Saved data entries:
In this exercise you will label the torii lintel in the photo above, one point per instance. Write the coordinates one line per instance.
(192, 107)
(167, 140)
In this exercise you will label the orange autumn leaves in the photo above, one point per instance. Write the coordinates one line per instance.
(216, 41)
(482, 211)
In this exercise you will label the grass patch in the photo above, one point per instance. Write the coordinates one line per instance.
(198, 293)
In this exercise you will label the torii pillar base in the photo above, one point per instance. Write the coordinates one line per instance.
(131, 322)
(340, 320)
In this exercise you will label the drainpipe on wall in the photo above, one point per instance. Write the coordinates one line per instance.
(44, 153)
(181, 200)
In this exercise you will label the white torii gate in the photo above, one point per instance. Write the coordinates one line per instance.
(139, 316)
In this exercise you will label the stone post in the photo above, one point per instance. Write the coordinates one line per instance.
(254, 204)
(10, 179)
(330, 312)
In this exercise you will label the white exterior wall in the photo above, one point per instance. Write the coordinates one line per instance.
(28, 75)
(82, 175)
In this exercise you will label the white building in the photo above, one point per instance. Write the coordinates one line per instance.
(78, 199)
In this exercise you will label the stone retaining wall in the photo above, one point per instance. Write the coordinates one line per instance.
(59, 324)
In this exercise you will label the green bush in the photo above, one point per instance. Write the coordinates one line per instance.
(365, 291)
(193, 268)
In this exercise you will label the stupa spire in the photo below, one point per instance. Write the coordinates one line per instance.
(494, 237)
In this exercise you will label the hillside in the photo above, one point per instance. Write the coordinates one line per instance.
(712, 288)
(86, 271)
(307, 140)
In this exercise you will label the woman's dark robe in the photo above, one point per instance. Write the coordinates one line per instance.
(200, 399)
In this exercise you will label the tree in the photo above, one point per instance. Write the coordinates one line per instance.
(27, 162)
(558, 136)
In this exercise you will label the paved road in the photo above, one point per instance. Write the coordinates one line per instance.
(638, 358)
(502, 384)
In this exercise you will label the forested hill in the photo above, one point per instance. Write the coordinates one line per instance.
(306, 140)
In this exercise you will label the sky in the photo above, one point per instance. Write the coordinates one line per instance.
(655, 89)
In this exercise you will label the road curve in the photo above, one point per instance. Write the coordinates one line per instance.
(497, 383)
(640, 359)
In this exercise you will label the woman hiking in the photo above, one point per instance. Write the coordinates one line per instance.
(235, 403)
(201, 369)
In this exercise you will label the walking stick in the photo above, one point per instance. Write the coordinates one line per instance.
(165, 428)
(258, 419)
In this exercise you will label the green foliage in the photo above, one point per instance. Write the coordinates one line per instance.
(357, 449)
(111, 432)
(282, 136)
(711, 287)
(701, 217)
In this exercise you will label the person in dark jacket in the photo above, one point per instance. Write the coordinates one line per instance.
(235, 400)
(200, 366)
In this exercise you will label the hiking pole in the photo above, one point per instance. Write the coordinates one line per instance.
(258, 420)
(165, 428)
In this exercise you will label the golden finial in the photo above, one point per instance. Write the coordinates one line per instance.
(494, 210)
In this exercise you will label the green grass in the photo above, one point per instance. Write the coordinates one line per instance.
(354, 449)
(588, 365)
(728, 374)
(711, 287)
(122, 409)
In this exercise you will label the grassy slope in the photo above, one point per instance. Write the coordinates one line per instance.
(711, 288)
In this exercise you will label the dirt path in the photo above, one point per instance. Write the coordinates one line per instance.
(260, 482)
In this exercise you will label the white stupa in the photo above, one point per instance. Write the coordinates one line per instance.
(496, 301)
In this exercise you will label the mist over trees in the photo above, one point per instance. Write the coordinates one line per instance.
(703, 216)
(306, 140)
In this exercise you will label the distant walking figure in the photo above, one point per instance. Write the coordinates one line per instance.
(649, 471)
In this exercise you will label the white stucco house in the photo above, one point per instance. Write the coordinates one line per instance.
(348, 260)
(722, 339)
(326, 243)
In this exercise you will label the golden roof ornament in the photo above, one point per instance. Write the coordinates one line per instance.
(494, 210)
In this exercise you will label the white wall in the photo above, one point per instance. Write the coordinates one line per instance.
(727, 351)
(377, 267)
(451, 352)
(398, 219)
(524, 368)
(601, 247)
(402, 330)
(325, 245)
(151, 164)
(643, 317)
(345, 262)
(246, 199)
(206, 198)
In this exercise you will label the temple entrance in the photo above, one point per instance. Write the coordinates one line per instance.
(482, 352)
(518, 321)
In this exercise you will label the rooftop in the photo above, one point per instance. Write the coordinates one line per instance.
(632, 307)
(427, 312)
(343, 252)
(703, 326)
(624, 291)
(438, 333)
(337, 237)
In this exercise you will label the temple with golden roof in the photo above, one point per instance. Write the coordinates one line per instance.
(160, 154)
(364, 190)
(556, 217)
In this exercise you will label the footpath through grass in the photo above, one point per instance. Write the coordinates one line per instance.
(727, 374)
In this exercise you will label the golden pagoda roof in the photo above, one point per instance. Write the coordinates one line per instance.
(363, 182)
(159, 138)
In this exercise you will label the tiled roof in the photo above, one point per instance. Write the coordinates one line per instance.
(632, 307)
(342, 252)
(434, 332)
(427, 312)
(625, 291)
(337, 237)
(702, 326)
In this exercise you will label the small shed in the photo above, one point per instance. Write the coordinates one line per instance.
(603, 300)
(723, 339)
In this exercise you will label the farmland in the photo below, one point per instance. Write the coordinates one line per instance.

REQUIRED ACTION - Each line above must be output exactly as it stands.

RESULT OF THE EXERCISE -
In this exercise you will label the torii lintel in the photo above, one point per instance. Write the coordinates one line per instance.
(192, 107)
(167, 140)
In this exercise you will label the orange autumn leaves in the photo above, one point per instance. Write the coordinates one line per instance.
(216, 41)
(482, 211)
In this exercise you will label the grass patch in the photo above, one point per instance. Write the coordinates one line per instance.
(198, 293)
In this exercise you will label the torii pillar base in the photo above, one point per instance. Write the coordinates one line per instance.
(131, 322)
(340, 320)
In this exercise you will label the drainpipe on wall in the photo above, one point per instance. Write the coordinates one line per instance.
(44, 153)
(181, 200)
In this exercise you will label the white torii gate in the photo above, one point per instance. Write the coordinates one line per instance.
(139, 316)
In this exercise you will label the stone post in the photo above, one point per instance. Write the coordinates one line per instance.
(254, 204)
(10, 179)
(330, 312)
In this exercise you will label the white exterior wall in the photo above, one point per instance. Write the coordinates one line per instance.
(28, 75)
(82, 175)
In this exercise you will label the white building in the photo above, one point per instance. Write the coordinates one line per instance.
(78, 199)
In this exercise you will label the stone retaining wall in the photo above, one point per instance. Write the coordinates one line per instance.
(59, 324)
In this exercise you will label the green bush in the photo above, one point per instance. Write the coordinates one line per instance.
(365, 291)
(193, 268)
In this exercise you will label the stupa spire in the photo below, one point per instance. Write the coordinates one line per instance.
(494, 237)
In this exercise you will label the hillside in the photo above, one point per instance. Write the coordinates one line per instance.
(712, 288)
(86, 271)
(307, 140)
In this exercise you will label the woman's dark robe in the photo above, one point per instance. Write the coordinates one line per instance.
(200, 399)
In this exercise you will label the tree in the photo above, one point per instance. Write the coordinates one line per instance.
(27, 162)
(558, 136)
In this exercise you will label the paved road in the photo above, one point per instance. Write the coordinates one line per instance.
(638, 358)
(502, 384)
In this exercise you will label the forested hill in the photo above, one point per instance. Write the coordinates one line per instance.
(306, 140)
In this exercise you will label the sky in the photo above, one point per instance. Write the coordinates one line per instance.
(655, 89)
In this exercise you will label the road curve in the photo above, one point per instance. Write the coordinates one line per instance.
(497, 383)
(640, 359)
In this exercise you will label the woman hiking in the photo above, one point per instance. Write the coordinates one line per instance.
(235, 403)
(201, 369)
In this exercise you will label the walking stick in the photo above, one point per instance. Write the coordinates one line per instance.
(165, 428)
(258, 419)
In this exercise you will label the green foliage in the photo above, one point per instance. Write the coordinates one line per instance.
(357, 449)
(111, 432)
(282, 136)
(711, 287)
(701, 217)
In this exercise you will label the person in dark jacket in the photo above, one point per instance. Write the coordinates one line per instance.
(235, 400)
(200, 366)
In this exercise you will label the hiking pole in the photo above, one point per instance. Write the coordinates one line per instance.
(258, 420)
(165, 428)
In this exercise you will label the golden finial in the photo above, one point per instance. Write the coordinates one line per instance.
(494, 210)
In this exercise you will label the green grass in the photo above, one point per instance. Write the coordinates one line per instance.
(354, 449)
(588, 365)
(728, 374)
(711, 287)
(122, 409)
In this exercise you will label the grassy slope in the photo above, one point per instance. Write the coordinates one line per instance.
(711, 288)
In this exercise you will label the dirt path in the photo above, one point per instance. Write the coordinates one line per instance.
(260, 482)
In this exercise you will label the white stupa in the photo above, one point per instance. Write the coordinates one line per instance.
(496, 301)
In this exercise you will label the mist over trees in the photo above, one point per instance. Write the coordinates one line per instance.
(703, 216)
(306, 140)
In this exercise you will label the distant walking figure in the photo above, one point per instance. Write the coordinates one line per instance.
(649, 471)
In this exercise you will label the white stucco house in the photo above, one point per instance. Write the coordinates one line per instance.
(348, 260)
(722, 339)
(326, 243)
In this exercise you will label the golden roof ornament in the photo above, one point per instance. Write the coordinates one line per instance.
(494, 210)
In this exercise you will label the white wall in the photo above, one point per instance. Write the coordinates one line per instance.
(727, 351)
(377, 267)
(451, 352)
(398, 219)
(524, 368)
(601, 247)
(402, 330)
(325, 245)
(151, 164)
(643, 317)
(345, 262)
(246, 199)
(206, 198)
In this exercise you will label the temple entrance in the photo above, one point per instance. Write the coordinates one line per instance.
(482, 352)
(518, 321)
In this exercise you will label the rooftop in the photo above, one point per instance. Write the coordinates one line per instance.
(632, 307)
(427, 312)
(343, 252)
(703, 326)
(624, 291)
(438, 333)
(337, 237)
In this exercise you will label the temple with golden roof in the photo above, one point per instance. Write the coordinates one line per instance.
(160, 154)
(364, 190)
(556, 217)
In this exercise you will label the footpath through grass in the photo above, one point per instance. Write the coordinates one line per instance.
(727, 374)
In this exercise you will label the golden pagoda roof in the photo above, one point per instance. Write the coordinates one line per instance.
(363, 182)
(159, 138)
In this exercise you will label the tiled roof in the photo above, one point per instance. Write the coordinates one line per instance.
(632, 307)
(342, 252)
(434, 332)
(427, 312)
(625, 291)
(337, 237)
(702, 326)
In this exercise you will label the small shed in the photo above, one point per instance. Write the coordinates one line per instance.
(603, 300)
(723, 339)
In this exercise you will label the farmland in the photo below, one point per instance. Write the coordinates one line per instance.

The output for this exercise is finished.